TASK DETAILS.
Rewrite the lines below, changing every "glacier tongue" to "ice tongue" and keeping everything else the same. Omit the pictures from your version.

:: ITEMS ::

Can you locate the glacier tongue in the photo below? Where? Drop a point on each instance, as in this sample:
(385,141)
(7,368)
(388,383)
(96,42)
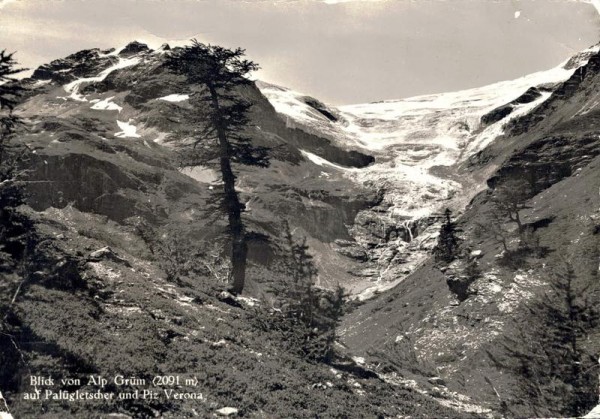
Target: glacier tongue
(417,143)
(413,138)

:::

EXERCISE RESULT.
Can you locate the ice tongue in the photo below? Where? Drop a point on each instance, as in this sample:
(385,141)
(7,368)
(388,383)
(96,42)
Target: ice tongue
(417,143)
(413,138)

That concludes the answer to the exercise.